## Exercise inputs:
++++++++++

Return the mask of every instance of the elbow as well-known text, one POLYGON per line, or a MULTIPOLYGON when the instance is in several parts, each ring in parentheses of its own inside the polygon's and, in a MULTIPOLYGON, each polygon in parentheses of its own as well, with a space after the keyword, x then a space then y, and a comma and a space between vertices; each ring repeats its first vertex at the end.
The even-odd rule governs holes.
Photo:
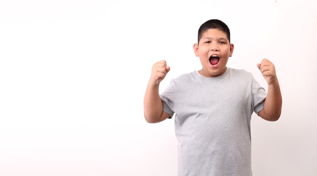
POLYGON ((144 115, 145 121, 149 124, 155 124, 158 123, 159 121, 155 120, 155 118, 151 118, 146 115, 144 115))
POLYGON ((280 113, 279 113, 279 114, 277 115, 270 115, 270 116, 266 118, 266 120, 268 121, 275 122, 280 119, 280 116, 281 112, 280 112, 280 113))

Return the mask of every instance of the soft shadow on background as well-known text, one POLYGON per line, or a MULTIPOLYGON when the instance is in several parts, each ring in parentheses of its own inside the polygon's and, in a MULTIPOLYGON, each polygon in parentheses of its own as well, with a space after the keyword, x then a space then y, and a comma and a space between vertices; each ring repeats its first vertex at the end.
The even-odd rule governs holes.
POLYGON ((0 175, 175 175, 174 120, 147 124, 152 65, 162 82, 201 68, 199 26, 223 21, 228 66, 275 65, 275 122, 252 116, 255 175, 317 173, 317 3, 311 1, 0 1, 0 175))

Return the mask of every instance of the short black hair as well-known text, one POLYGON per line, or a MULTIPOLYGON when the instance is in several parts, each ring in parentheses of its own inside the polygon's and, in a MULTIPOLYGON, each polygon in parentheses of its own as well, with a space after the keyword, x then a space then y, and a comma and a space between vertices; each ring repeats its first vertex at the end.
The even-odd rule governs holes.
POLYGON ((230 30, 228 26, 222 21, 217 19, 209 20, 204 23, 198 30, 198 43, 203 36, 204 32, 209 29, 218 29, 227 34, 227 38, 230 42, 230 30))

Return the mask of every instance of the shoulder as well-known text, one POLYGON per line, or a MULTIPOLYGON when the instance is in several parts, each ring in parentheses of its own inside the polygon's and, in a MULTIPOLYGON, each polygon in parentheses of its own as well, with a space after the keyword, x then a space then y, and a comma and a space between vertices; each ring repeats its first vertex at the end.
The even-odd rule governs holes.
POLYGON ((179 76, 176 78, 172 79, 171 80, 173 82, 183 82, 188 81, 189 80, 194 79, 196 76, 196 71, 193 71, 190 73, 184 74, 179 76))
POLYGON ((227 69, 229 72, 229 74, 231 76, 235 77, 253 77, 253 75, 251 72, 247 71, 244 69, 235 69, 230 68, 228 68, 227 69))

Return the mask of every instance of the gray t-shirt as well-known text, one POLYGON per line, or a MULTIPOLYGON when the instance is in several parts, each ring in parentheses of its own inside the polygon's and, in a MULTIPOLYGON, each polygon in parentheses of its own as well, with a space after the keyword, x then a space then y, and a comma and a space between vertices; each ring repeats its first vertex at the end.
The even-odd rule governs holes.
POLYGON ((161 94, 175 116, 179 175, 252 175, 250 121, 267 93, 252 74, 227 68, 206 78, 198 71, 172 79, 161 94))

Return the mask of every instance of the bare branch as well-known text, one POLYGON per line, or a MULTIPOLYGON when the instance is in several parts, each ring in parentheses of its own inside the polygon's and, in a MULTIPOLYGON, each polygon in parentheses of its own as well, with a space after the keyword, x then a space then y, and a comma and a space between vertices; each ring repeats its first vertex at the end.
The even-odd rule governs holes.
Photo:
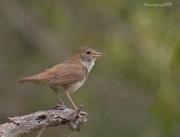
POLYGON ((19 137, 42 128, 68 125, 79 131, 87 122, 87 113, 56 105, 24 116, 8 118, 10 121, 0 125, 0 137, 19 137))

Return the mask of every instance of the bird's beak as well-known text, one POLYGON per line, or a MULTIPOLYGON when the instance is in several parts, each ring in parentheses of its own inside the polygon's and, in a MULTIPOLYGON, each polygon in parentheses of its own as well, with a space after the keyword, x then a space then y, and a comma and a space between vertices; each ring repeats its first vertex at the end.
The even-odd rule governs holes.
POLYGON ((96 51, 96 52, 93 54, 93 56, 96 57, 96 58, 100 58, 100 57, 102 57, 102 56, 104 56, 104 55, 106 55, 106 54, 105 54, 105 53, 98 52, 98 51, 96 51))

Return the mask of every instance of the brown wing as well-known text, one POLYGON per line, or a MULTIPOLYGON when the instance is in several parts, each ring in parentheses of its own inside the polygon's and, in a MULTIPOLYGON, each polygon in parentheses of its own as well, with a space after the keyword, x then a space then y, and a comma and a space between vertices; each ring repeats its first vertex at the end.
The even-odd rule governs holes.
POLYGON ((66 63, 54 66, 40 74, 24 78, 21 82, 32 81, 48 85, 66 85, 80 81, 85 77, 86 69, 80 63, 66 63))

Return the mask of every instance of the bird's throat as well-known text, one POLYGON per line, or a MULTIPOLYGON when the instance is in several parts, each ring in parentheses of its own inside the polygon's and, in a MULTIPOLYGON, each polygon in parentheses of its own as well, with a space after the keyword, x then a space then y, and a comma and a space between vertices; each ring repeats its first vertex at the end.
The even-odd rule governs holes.
POLYGON ((91 71, 91 69, 93 68, 93 66, 94 66, 95 60, 90 61, 90 62, 86 62, 86 61, 80 61, 80 62, 81 62, 82 65, 84 65, 87 68, 88 73, 89 73, 91 71))

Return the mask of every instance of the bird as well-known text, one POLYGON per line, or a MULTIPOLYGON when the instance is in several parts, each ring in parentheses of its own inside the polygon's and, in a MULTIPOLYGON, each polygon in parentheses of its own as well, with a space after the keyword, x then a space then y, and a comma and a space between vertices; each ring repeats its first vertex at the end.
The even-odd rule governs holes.
POLYGON ((64 102, 59 96, 59 91, 63 89, 73 108, 77 110, 78 107, 70 94, 77 91, 85 83, 95 61, 104 55, 104 53, 92 48, 82 47, 64 62, 35 75, 22 78, 19 82, 47 85, 55 92, 61 105, 64 105, 64 102))

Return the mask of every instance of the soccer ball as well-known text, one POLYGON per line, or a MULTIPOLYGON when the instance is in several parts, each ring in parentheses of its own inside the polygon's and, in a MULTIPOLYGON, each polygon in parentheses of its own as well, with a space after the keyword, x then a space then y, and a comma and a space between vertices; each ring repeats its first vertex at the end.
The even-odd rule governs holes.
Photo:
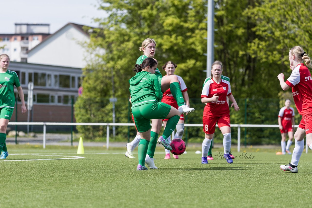
POLYGON ((170 146, 172 148, 171 153, 176 155, 180 155, 185 151, 186 147, 184 141, 181 139, 174 139, 171 141, 170 146))

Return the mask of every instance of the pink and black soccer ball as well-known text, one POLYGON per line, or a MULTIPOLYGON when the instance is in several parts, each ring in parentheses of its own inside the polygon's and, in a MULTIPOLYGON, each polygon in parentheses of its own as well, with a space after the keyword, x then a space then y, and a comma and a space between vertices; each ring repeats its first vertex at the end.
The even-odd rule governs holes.
POLYGON ((172 148, 172 150, 170 152, 176 155, 180 155, 183 154, 186 148, 185 143, 181 139, 173 139, 170 143, 170 146, 172 148))

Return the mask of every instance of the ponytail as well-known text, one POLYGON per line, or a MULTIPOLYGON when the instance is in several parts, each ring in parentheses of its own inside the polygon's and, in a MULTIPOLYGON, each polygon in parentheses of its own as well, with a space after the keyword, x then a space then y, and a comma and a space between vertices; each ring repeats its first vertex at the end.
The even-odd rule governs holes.
POLYGON ((134 72, 139 73, 142 71, 142 65, 137 64, 132 69, 132 71, 134 72))
POLYGON ((149 57, 144 59, 141 64, 139 65, 137 64, 136 64, 132 69, 132 71, 133 72, 138 73, 142 71, 143 69, 145 69, 148 66, 149 66, 149 67, 153 67, 155 65, 157 65, 156 61, 154 60, 154 59, 149 57))
POLYGON ((308 54, 300 46, 295 46, 290 50, 291 53, 296 56, 300 61, 304 62, 306 65, 310 69, 312 69, 312 63, 311 59, 308 56, 308 54))

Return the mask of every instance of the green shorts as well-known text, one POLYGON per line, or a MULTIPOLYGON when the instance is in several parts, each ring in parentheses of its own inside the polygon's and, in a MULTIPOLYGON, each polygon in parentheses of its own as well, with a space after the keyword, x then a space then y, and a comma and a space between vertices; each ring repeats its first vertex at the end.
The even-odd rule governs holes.
POLYGON ((147 103, 133 108, 131 110, 138 131, 145 132, 150 129, 150 119, 163 119, 171 108, 171 106, 161 102, 147 103))
MULTIPOLYGON (((160 78, 158 78, 158 81, 159 82, 159 85, 160 86, 160 90, 161 90, 161 79, 163 79, 162 77, 160 77, 160 78)), ((163 93, 164 92, 162 92, 163 93)))
POLYGON ((14 110, 14 108, 11 108, 4 107, 0 108, 0 119, 5 119, 11 120, 14 110))

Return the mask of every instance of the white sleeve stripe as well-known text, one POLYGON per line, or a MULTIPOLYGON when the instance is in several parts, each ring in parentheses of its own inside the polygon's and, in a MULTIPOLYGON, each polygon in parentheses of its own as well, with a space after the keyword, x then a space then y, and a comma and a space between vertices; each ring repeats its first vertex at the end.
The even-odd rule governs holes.
POLYGON ((211 83, 208 81, 205 83, 205 85, 202 88, 202 95, 206 95, 207 97, 209 94, 209 87, 211 83))
POLYGON ((294 109, 292 108, 291 107, 290 107, 289 108, 291 109, 291 110, 293 111, 292 116, 295 116, 295 111, 294 110, 294 109))
POLYGON ((280 109, 280 112, 278 113, 278 116, 280 117, 283 117, 283 116, 284 115, 284 111, 285 110, 285 109, 286 108, 286 107, 284 106, 282 108, 280 109))
POLYGON ((296 85, 300 81, 300 73, 299 70, 301 65, 299 65, 295 68, 291 72, 290 76, 287 79, 288 81, 294 86, 296 85))

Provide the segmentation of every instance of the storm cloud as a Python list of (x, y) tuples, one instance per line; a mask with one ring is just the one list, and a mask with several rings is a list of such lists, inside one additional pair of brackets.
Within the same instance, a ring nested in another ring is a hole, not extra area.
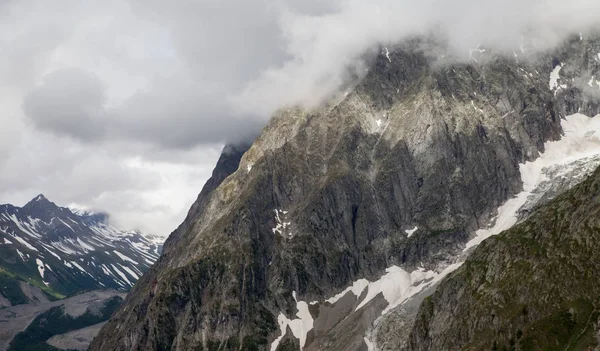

++++++++++

## Given request:
Gather every line of the material above that contains the string "bird". Matches must agree in case.

## Worked solution:
Return the mask of every instance of the bird's beak as well-known text, one POLYGON per line, or a MULTIPOLYGON when the instance is in several parts, each ring in parentheses of its own inside the polygon's and, in a MULTIPOLYGON, each polygon in parentheses of its own as well, with a space after the keyword, x then a space then y, and a comma and a space between vertices; each ring repeats its first vertex at the end.
Return the mask of every instance of the bird's throat as well-known text, one POLYGON per line, or a MULTIPOLYGON when the instance is in several parts, each ring in parentheses of its own inside the polygon's and, in a MULTIPOLYGON, each polygon in parentheses of its own as well, with a space after the keyword, x then a space then y, and a comma and a space between vertices; each ring repeats its first vertex at the end.
Return the mask of every instance of the bird as well-known text, one POLYGON per line, or a MULTIPOLYGON when the instance is in several parts, each ring in parentheses of its own inside the polygon's and, in a MULTIPOLYGON, each polygon in parentheses of its own as well, with a space after the keyword, x then a space then y, and a comma and a space between vertices; each ring repeats its first vertex at the end.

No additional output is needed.